● **Directive**:
Please list each line of the entries below that contains the word "image". Letter case matters.

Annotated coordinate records
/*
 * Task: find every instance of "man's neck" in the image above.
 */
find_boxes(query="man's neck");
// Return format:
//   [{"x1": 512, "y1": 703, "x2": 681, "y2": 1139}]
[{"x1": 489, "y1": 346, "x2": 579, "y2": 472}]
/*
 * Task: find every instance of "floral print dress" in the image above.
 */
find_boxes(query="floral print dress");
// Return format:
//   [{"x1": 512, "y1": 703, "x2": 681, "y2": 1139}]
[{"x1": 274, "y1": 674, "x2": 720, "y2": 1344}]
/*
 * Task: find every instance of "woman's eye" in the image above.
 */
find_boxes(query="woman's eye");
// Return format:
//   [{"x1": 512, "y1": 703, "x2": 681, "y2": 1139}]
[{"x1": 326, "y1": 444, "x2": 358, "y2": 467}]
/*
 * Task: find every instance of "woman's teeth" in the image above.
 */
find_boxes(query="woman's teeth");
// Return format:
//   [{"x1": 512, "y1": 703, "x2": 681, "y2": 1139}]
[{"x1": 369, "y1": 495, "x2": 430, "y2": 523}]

● **Result for this exercise**:
 * Task: find every instance of "man's neck" in the image above.
 * Task: find every instance of "floral print dress" in the image above.
 * Task: find every instance of "woman's eye" in the image above.
 * Task: find every instance of "woman's teeth" in the image above.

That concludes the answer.